▸ **PROBLEM SET**
A – What melting point does the Pandas guide list for sodium chloride?
B – Reproduce the passage of the Pandas guide starting with "Pandas is a" and going on through "spreadsheets in Python.".

**** PROVIDED TEXT ****

Pandas

https://pandas.pydata.org

Pandas is a powerful library for data manipulation and analysis in Python, making it a valuable tool for chemists looking to process experimental data, chemical properties, or any structured data related to their research. It’s like the Excel spreadsheets in Python.

Setting Up Your Environment

First, ensure you are in a conda environment. You can then install Pandas and Numpy using pip:

pip install pandas numpy

or

pip install pandas
pip install numpy

Importing Libraries

Start your Python script or Jupyter notebook by importing Pandas and Numpy:

import pandas as pd
import numpy as np

Creating a Series

A Series in pandas is one of the core data structures in the Python pandas library. It represents a one-dimensional array-like object containing a sequence of values and an associated array of data labels, called its index. The Series can hold any data type—integers, strings, floating point numbers, Python objects, and so on. It’s similar to a column in a spreadsheet or a table in a database.

compounds = pd.Series(["Water", "Ethanol", "Glucose", "Sodium Chloride", "Methane"])
compounds
0              Water
1            Ethanol
2            Glucose
3    Sodium Chloride
4            Methane
dtype: object

Creating a DataFrame

A DataFrame is a two-dimensional, size-mutable, potentially heterogeneous tabular data structure with labeled axes (rows and columns). For a chemistry application, let’s consider a simple example where we have a dataset of several compounds with their molecular weights and melting points.

data = {
    "Compound": ["Water", "Ethanol", "Glucose", "Sodium Chloride", "Methane"],
    "Molecular Weight": [18.015, 46.07, 180.16, 58.44, 16.04],
    "Melting Point (°C)": [0, -114.1, 146, 801, -182.5]
}
df = pd.DataFrame(data)

Basic Data Inspection

Pandas provides numerous functions to quickly inspect your data:

  • df.head() displays the first few rows of the DataFrame.
  • df.describe() gives a statistical summary of the numerical columns.
  • df.dtypes shows the data type of each column.

Accessing Data

You can access specific columns using their labels:

mw = df["Molecular Weight"]

Or use conditions to filter data:

solids = df[df["Melting Point (°C)"] > 25]

Indexing

In pandas, .loc and .iloc are indexing operators used for selecting data from a DataFrame. While both are used for data selection, they differ in how they perform the selection:

  • .loc is label-based, meaning you use the labels of the rows and columns to select data.
  • .iloc is integer position-based, so you use integer indices to select data.

Examples using .loc:

Selecting a Single Row by Label

If the DataFrame uses the default integer index, the “label” is the integer index value.

**** INFORMATION GIVEN ****

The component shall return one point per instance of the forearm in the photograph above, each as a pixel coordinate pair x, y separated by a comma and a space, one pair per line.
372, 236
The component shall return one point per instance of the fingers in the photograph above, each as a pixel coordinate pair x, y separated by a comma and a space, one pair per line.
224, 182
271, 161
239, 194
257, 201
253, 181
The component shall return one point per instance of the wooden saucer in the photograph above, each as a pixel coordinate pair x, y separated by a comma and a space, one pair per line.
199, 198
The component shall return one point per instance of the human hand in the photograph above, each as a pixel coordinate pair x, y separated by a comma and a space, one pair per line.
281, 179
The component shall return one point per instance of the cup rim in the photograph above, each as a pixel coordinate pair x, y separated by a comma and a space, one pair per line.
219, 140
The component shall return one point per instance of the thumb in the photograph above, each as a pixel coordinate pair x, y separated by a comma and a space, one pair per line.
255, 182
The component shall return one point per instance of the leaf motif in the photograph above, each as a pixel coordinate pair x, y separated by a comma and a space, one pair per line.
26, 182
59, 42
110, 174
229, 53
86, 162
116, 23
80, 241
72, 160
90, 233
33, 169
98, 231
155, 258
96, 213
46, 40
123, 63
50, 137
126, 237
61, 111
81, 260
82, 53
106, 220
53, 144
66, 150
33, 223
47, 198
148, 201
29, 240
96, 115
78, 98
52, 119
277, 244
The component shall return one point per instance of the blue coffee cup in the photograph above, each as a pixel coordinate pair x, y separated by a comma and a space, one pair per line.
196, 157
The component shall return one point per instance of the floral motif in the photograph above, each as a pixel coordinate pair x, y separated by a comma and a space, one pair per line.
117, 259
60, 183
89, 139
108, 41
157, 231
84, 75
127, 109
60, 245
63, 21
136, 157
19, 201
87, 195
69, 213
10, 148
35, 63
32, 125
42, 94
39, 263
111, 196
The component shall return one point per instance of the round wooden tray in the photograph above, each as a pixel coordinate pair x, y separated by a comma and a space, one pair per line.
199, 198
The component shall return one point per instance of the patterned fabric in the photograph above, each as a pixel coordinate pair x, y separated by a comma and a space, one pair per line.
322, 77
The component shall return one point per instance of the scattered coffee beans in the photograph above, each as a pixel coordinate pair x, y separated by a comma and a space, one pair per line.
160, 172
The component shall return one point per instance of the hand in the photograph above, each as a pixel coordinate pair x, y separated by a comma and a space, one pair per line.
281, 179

****

▸ **EXPECTED OUTPUTS**
A – 801 °C

B –
Pandas is a powerful library for data manipulation and analysis in Python, making it a valuable tool for chemists looking to process experimental data, chemical properties, or any structured data related to their research. It’s like the Excel spreadsheets in Python.